● **EXTRACT TO READ**:
<<<<

Approximately one-third of the HCWs reported anxiety and depressive symptoms. The risk factors for anxiety symptoms were female gender, younger age and job profile (nurse) and for depressive symptoms were younger age and working at a primary care hospital. Future research studies should identify strategies for providing a safer and supportive work environment for HCWs to face epidemics/pandemics.

Keywords: COVID-19, Healthcare workers, Hospital anxiety, Depression score

Introduction

The world is presently scuffling with the coronavirus disease 2019 (COVID-19) pandemic, caused by severe acute respiratory syndrome coronavirus 2 (SARS CoV-2).1,2 Cases and death are progressively increasing as the days are passing by.3 With the attack rate of 1.4–4.04,5 and no treatment or vaccine available in the near future, the COVID-19 pandemic has caused a substantial degree of panic, worry, fear and apprehension.

From March 23 midnight, India has gone in complete lockdown, with only essential services being functional. Most of the companies have encouraged their employees to “work from home”; however, no such provisions were offered to healthcare workers (HCWs). As a result, HCWs are encountering occupational hazards owing to high risk of exposure to coronavirus infection.6 It requires a lot of courage to work in potentially infectious environments that can impact the psychological health of HCWs. Among physicians, the primary risk factors of work-related conditions, lifestyles and physical health account for their anxiety and depressive symptoms.

A recent Chinese study reported symptoms of depression (50.4%) and anxiety (44.6%) among HCWs during the COVID-19 pandemic.7 Studies on mental health outcomes among HCWs involved in the SARS crisis showed the importance of specialised preparedness, working in “high-risk” environment, job-related stress and being quarantined as a staff member, all of which appeared to have a negative psychological impact.8 Almost everyone experiences health-related anxiety to some degree during epidemics, and high levels of health anxiety can be detrimental.9

This is an early study dealing with the emotional health of HCWs as India faces the second phase of the COVID-19 pandemic.10 The survey was conducted over four days from March 30, 2020, to April 2, 2020. The study aimed to investigate the prevalence of anxiety and depressive symptoms among HCWs during the COVID-19 pandemic across India.

>>>>

● **Photo-based referring expression data**:
<<<<

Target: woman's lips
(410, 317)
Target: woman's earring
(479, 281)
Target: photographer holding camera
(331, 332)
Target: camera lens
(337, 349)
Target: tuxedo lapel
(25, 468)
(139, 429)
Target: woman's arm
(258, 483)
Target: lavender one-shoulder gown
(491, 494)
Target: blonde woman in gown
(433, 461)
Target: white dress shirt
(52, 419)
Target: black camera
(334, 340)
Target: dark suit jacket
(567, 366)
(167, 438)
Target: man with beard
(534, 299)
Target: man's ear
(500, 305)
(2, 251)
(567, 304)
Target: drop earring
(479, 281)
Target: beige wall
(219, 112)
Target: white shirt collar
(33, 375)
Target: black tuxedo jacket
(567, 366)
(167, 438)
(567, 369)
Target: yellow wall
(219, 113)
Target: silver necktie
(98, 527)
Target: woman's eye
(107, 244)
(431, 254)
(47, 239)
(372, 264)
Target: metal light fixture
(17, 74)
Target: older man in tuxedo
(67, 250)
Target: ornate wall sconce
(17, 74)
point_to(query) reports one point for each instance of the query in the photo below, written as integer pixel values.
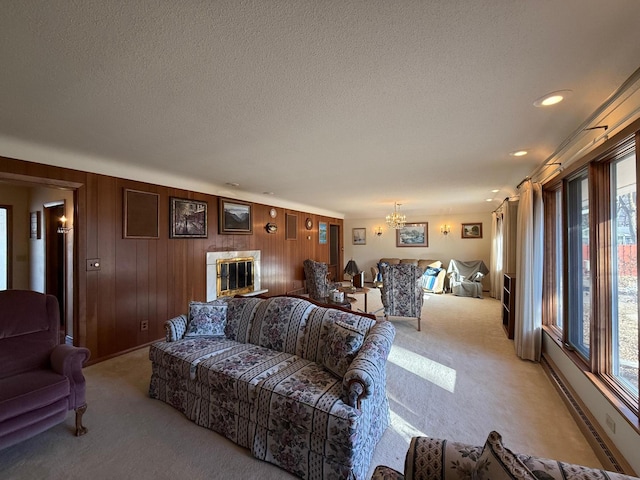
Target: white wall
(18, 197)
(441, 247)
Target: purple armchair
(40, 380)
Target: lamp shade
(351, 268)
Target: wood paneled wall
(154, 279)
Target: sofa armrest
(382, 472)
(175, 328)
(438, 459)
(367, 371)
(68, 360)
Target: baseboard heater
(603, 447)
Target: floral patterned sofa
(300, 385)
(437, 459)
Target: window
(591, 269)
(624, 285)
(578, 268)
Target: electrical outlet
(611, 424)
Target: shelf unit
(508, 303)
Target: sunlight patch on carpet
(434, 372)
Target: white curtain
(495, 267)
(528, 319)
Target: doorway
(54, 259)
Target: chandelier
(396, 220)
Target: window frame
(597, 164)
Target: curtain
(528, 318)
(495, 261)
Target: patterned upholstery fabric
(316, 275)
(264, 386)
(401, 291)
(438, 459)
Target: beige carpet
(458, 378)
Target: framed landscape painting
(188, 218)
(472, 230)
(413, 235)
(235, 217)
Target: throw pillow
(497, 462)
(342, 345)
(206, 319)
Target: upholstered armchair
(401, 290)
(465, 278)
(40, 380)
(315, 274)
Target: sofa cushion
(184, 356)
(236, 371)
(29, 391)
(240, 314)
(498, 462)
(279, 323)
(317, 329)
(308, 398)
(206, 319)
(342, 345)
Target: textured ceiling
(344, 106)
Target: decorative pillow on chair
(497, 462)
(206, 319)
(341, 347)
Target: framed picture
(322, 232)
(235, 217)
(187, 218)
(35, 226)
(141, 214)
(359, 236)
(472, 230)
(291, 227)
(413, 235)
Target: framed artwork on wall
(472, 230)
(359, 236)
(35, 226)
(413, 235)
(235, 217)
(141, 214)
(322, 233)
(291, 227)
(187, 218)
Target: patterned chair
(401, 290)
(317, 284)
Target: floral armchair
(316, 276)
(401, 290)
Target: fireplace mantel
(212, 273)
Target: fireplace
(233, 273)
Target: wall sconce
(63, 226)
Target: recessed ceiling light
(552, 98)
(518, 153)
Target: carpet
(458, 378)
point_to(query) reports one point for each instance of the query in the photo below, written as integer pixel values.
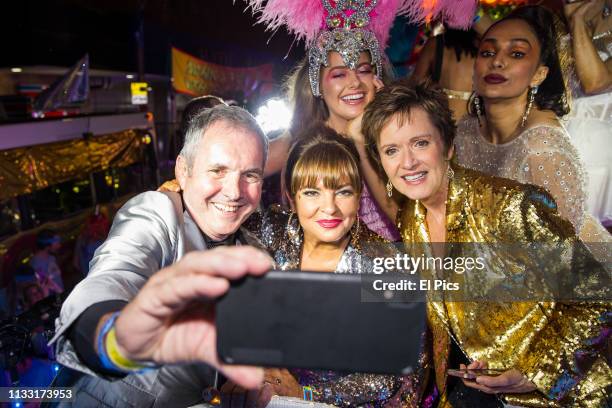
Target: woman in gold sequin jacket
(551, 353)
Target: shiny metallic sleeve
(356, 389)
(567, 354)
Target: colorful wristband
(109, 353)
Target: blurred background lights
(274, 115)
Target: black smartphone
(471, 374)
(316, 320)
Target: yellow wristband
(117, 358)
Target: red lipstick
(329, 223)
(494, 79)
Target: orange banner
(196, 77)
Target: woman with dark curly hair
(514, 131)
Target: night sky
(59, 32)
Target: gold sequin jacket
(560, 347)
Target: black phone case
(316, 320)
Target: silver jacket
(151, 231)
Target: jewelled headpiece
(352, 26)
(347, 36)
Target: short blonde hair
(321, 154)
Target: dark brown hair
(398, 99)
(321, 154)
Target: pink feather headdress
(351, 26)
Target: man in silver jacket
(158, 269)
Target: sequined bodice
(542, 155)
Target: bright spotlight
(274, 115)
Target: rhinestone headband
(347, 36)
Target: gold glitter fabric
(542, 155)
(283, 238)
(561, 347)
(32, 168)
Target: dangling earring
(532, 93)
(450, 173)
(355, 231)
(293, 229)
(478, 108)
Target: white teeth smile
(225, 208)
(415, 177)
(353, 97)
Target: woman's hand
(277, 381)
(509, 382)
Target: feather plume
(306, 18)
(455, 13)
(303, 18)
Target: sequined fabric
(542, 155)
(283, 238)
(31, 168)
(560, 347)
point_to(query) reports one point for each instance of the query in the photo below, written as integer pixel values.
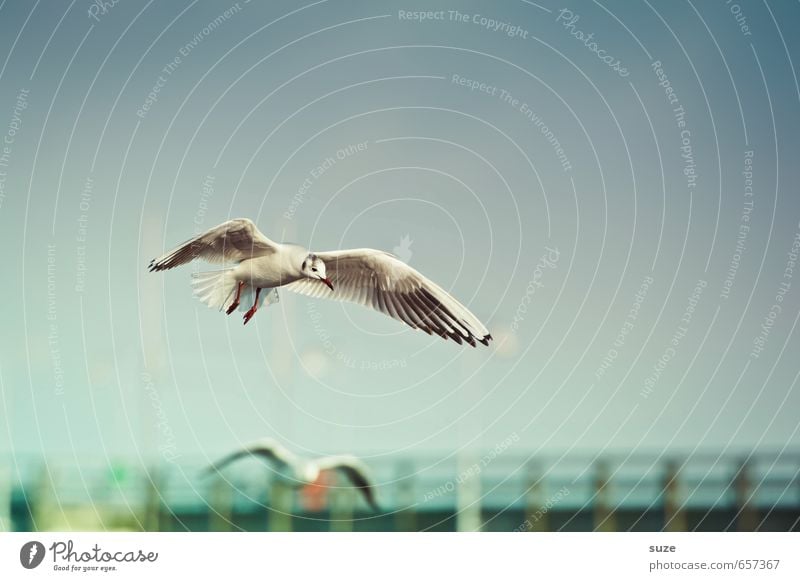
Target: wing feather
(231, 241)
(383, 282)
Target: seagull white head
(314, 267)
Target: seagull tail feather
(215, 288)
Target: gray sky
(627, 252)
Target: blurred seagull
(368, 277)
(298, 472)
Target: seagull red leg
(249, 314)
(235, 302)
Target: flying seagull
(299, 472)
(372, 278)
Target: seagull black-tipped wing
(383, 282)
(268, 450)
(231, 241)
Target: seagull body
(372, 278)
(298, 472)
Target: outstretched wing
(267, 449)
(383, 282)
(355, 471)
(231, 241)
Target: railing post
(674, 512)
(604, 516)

>>>>

● **WORK ITEM A**: In the passage on health workers and COVID-19, change "survey" to "questionnaire" and write out the part starting with "This is an early" and going on through "pandemic across India.".
● **WORK ITEM B**: According to the passage on health workers and COVID-19, what were the risk factors for depressive symptoms?
The entries are separate material and have no connection to the passage on health workers and COVID-19.

● **TASK SOLUTION A**:
This is an early study dealing with the emotional health of HCWs as India faces the second phase of the COVID-19 pandemic.10 The questionnaire was conducted over four days from March 30, 2020, to April 2, 2020. The study aimed to investigate the prevalence of anxiety and depressive symptoms among HCWs during the COVID-19 pandemic across India.

● **TASK SOLUTION B**: Younger age and working at a primary care hospital.